SUPPLIED ENTRIES:
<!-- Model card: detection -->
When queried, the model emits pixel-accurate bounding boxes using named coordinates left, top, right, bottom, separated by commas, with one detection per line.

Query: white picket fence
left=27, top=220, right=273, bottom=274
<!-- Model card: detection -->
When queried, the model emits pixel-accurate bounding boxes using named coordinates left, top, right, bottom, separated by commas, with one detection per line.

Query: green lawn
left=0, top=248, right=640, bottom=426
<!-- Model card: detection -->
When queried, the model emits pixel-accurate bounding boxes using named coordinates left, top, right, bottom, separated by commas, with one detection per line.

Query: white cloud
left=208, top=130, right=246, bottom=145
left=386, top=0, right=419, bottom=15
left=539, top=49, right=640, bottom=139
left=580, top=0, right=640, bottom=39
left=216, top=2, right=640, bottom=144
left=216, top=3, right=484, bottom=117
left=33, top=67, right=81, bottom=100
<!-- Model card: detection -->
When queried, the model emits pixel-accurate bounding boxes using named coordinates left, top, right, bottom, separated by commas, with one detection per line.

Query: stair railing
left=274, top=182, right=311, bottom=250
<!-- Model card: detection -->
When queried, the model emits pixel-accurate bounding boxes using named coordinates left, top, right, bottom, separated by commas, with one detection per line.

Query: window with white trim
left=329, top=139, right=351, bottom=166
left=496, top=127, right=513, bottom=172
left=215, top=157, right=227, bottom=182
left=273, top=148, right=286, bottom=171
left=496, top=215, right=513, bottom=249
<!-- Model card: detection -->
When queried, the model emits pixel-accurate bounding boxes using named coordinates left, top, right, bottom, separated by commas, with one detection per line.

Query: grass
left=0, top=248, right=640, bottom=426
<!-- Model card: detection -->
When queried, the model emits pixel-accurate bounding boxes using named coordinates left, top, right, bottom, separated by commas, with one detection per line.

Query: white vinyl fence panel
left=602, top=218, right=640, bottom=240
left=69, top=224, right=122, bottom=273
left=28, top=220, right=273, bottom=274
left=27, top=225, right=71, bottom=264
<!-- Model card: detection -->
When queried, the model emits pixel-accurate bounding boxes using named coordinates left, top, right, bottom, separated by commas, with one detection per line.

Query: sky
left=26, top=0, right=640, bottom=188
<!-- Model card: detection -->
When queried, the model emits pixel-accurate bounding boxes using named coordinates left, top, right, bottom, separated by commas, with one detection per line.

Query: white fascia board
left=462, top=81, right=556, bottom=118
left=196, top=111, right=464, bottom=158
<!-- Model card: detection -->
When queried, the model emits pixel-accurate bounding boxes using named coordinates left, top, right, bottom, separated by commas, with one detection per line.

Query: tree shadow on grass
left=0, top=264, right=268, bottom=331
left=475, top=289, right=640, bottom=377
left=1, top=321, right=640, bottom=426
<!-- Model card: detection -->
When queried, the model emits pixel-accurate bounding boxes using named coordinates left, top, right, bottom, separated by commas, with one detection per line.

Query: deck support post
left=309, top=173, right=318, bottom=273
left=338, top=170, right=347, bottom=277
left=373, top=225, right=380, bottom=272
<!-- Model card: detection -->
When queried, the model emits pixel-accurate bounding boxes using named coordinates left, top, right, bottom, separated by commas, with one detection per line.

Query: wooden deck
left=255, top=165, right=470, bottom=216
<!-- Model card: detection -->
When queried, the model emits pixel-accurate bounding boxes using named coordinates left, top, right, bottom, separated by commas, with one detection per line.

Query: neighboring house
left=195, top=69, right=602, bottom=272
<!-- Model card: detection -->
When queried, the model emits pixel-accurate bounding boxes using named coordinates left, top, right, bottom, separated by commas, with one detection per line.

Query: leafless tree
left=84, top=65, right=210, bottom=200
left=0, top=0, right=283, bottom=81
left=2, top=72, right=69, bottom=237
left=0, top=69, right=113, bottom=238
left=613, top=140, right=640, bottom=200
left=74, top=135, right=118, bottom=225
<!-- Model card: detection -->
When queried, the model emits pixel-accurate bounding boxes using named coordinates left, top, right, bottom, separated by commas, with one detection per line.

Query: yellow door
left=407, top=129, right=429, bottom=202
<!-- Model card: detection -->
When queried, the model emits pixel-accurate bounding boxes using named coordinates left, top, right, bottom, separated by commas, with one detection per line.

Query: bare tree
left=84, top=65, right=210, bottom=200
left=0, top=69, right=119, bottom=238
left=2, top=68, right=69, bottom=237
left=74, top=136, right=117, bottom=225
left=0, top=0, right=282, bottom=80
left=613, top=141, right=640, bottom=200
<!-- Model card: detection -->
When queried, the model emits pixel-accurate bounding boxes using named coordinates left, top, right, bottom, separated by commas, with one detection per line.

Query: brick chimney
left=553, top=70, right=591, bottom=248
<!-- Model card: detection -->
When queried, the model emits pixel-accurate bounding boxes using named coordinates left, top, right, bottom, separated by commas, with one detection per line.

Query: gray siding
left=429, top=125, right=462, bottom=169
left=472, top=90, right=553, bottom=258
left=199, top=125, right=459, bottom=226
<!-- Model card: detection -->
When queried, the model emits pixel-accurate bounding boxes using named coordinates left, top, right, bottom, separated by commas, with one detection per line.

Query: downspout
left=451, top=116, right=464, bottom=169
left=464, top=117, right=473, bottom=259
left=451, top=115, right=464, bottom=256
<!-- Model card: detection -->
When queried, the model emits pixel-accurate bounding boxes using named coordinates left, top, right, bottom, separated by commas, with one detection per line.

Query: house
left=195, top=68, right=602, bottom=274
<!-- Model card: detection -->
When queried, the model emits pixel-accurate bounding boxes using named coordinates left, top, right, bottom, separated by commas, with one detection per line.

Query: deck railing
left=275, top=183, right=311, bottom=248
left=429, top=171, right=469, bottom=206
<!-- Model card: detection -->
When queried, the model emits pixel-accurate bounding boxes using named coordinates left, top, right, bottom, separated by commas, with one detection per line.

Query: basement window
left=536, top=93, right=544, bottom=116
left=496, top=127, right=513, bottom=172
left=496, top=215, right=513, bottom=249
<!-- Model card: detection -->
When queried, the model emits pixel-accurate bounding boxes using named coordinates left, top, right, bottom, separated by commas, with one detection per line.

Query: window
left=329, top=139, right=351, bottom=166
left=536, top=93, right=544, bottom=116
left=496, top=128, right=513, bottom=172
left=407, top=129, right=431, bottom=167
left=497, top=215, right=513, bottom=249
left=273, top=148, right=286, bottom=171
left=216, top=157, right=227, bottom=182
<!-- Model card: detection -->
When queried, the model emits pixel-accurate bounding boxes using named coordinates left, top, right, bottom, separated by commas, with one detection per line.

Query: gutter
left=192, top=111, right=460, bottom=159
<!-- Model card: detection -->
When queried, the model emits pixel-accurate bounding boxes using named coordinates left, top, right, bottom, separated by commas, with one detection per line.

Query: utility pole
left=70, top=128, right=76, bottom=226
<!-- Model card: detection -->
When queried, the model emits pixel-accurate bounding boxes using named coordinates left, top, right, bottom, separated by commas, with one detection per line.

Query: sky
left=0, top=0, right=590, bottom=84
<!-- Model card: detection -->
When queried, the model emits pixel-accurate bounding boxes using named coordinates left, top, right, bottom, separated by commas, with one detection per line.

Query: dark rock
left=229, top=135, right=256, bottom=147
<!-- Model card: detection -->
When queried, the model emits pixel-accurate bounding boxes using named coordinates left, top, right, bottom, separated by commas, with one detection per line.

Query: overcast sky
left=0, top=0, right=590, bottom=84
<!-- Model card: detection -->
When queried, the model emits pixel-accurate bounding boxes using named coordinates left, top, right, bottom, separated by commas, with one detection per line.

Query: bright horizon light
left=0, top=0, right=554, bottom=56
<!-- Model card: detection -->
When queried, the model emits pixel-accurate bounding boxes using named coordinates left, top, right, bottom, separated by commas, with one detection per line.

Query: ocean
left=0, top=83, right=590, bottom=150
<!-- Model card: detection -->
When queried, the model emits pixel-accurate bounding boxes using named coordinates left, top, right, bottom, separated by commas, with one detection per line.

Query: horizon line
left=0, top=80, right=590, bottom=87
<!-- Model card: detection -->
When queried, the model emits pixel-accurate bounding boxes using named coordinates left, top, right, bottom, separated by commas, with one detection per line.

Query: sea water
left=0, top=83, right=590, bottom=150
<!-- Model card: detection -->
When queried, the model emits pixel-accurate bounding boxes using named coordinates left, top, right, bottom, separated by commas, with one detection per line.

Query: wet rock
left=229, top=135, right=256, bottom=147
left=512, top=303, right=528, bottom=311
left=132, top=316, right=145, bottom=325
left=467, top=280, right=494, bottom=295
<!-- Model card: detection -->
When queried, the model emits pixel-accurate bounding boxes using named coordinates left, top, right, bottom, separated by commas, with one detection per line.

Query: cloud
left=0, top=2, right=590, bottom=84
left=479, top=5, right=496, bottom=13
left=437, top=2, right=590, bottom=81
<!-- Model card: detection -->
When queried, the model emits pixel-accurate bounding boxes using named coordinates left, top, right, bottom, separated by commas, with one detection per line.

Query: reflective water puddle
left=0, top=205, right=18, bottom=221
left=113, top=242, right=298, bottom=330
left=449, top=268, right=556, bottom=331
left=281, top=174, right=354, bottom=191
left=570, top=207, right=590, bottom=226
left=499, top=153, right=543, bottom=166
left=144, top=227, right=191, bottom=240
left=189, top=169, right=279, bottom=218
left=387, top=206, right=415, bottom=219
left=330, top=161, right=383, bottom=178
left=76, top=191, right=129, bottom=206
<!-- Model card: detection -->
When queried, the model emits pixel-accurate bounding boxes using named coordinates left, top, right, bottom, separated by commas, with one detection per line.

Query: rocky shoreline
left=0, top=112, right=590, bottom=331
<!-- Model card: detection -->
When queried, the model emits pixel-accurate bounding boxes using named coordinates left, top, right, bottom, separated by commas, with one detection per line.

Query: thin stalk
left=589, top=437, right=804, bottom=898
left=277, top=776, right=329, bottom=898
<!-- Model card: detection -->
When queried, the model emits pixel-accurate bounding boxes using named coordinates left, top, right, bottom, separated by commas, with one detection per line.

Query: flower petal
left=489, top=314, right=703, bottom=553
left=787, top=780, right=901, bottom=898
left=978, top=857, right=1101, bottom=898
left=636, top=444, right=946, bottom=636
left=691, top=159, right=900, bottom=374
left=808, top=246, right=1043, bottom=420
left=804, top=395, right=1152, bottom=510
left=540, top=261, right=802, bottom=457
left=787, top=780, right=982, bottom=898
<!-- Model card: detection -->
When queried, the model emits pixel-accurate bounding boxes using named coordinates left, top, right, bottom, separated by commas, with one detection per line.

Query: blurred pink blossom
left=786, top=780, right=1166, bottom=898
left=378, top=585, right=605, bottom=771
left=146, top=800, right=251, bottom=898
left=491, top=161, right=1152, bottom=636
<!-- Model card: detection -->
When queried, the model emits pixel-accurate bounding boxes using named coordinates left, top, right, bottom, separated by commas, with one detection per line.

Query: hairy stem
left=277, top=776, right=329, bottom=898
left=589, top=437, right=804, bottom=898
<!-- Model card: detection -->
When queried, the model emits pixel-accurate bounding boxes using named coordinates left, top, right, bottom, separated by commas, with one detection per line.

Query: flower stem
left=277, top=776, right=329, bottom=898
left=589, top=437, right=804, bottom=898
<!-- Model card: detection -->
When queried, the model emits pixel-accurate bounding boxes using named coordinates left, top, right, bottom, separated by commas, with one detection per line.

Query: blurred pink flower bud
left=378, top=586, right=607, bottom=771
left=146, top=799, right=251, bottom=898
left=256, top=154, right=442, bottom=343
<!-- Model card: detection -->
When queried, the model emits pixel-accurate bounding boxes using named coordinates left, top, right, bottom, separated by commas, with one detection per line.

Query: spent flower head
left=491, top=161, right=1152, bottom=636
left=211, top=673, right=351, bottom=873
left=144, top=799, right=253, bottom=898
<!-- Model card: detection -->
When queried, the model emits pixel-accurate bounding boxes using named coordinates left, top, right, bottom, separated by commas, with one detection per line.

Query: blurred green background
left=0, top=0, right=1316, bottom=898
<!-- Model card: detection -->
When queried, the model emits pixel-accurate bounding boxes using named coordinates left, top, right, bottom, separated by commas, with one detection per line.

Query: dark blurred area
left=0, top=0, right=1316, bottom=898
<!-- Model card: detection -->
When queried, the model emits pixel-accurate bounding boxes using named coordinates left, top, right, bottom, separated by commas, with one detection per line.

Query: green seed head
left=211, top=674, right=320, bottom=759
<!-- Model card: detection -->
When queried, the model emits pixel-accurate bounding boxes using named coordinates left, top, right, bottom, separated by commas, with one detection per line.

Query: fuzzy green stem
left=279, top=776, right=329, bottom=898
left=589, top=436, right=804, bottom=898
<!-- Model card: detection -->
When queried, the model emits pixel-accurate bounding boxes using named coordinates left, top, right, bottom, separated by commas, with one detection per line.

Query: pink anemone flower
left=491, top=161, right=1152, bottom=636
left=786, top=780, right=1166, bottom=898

WHAT IS NEEDED: Gather every line of the data above that contains the string "water", treating uppercase and lowercase as different.

SOLUTION TO THIS TASK:
Query: sea water
Query: reflective water puddle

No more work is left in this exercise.